_PROBLEM TO SOLVE_.
Format every one of the rows below as a Markdown table with two columns, No. and Line, giving each row its number and leaving out blank lines.

_DATA LINES_.
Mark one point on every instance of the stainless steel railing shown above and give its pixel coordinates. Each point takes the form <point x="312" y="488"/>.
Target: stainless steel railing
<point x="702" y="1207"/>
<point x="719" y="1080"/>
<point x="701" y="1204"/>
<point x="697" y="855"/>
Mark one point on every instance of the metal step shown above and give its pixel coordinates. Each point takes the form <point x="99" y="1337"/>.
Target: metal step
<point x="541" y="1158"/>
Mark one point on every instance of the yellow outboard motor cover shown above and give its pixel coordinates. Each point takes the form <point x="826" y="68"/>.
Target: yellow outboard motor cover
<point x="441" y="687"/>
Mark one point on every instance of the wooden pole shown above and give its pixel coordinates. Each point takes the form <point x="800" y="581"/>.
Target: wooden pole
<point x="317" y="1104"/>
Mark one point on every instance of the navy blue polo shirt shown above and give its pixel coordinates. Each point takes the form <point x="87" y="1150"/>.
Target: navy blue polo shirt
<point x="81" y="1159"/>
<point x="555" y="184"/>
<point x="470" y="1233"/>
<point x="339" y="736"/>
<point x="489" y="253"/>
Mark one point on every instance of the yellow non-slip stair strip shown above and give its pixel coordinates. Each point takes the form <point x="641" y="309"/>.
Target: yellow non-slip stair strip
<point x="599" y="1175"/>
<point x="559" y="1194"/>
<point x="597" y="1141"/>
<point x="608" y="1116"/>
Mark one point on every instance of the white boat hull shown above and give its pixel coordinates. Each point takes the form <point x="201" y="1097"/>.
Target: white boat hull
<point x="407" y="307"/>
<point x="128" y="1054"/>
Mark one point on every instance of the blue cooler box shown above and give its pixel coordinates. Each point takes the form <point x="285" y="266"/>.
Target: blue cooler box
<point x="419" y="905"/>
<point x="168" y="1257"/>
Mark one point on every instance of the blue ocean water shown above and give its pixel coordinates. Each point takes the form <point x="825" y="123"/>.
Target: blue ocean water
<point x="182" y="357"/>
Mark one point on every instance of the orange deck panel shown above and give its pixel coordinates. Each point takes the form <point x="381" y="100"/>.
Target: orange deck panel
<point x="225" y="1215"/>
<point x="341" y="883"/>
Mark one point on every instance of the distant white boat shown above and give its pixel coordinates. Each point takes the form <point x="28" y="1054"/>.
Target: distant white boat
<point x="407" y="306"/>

_WORKED SOLUTION_.
| No. | Line |
|---|---|
| 1 | Mark one point on every instance of the stainless steel railing shown above and give its pixel coordinates. Each point takes the form <point x="312" y="488"/>. |
| 2 | Target: stainless steel railing |
| 3 | <point x="702" y="1207"/> |
| 4 | <point x="719" y="1080"/> |
| 5 | <point x="701" y="1204"/> |
| 6 | <point x="697" y="855"/> |
| 7 | Mark one point on every instance of the metal step shown above and give its pixel coordinates. Each point takes the form <point x="99" y="1337"/>. |
| 8 | Target: metal step |
| 9 | <point x="541" y="1158"/> |
| 10 | Mark one point on every instance of the yellow outboard motor cover shown above and give its pixel coordinates. Each point takes the form <point x="826" y="68"/>. |
| 11 | Target: yellow outboard motor cover |
| 12 | <point x="441" y="687"/> |
| 13 | Mark one point on every instance of the wooden pole shown above and give its pixel coordinates. Each point takes the form <point x="800" y="581"/>. |
| 14 | Target: wooden pole |
| 15 | <point x="317" y="1104"/> |
| 16 | Mark one point on every instance of the navy blue polo shirt shown above and give its pixel coordinates. Each point takes the form <point x="87" y="1150"/>. |
| 17 | Target: navy blue polo shirt |
| 18 | <point x="81" y="1159"/> |
| 19 | <point x="555" y="184"/> |
| 20 | <point x="470" y="1233"/> |
| 21 | <point x="339" y="736"/> |
| 22 | <point x="489" y="253"/> |
| 23 | Mark one point on every instance of the yellow non-slip stair strip shown above and give its pixel coordinates. Each point takes the form <point x="641" y="309"/>. |
| 24 | Target: yellow non-slip stair strip |
| 25 | <point x="599" y="1175"/> |
| 26 | <point x="559" y="1194"/> |
| 27 | <point x="597" y="1141"/> |
| 28 | <point x="608" y="1116"/> |
| 29 | Mark one point on every instance of the white boat hull shown above and give its pixel coordinates. Each point takes the form <point x="201" y="1097"/>. |
| 30 | Target: white boat hull |
| 31 | <point x="407" y="307"/> |
| 32 | <point x="128" y="1054"/> |
| 33 | Mark one point on every instance of the blue cooler box shown above and give its pixel coordinates. Each point takes the form <point x="285" y="266"/>. |
| 34 | Target: blue cooler box |
| 35 | <point x="419" y="905"/> |
| 36 | <point x="168" y="1257"/> |
| 37 | Mark one point on every instance of the blue ocean water shown above and give its pixel coordinates. Each point takes the form <point x="825" y="123"/>. |
| 38 | Target: blue ocean water |
| 39 | <point x="182" y="357"/> |
| 40 | Mark one point on every instance of the orange deck panel shown above and give its pixel coordinates. Each point takes the form <point x="381" y="100"/>. |
| 41 | Target: orange deck panel |
| 42 | <point x="225" y="1215"/> |
| 43 | <point x="341" y="883"/> |
| 44 | Mark one point on every instance of the distant white boat shown above and give its pixel coordinates. Each point takes the form <point x="28" y="1054"/>. |
| 45 | Target: distant white boat |
| 46 | <point x="407" y="306"/> |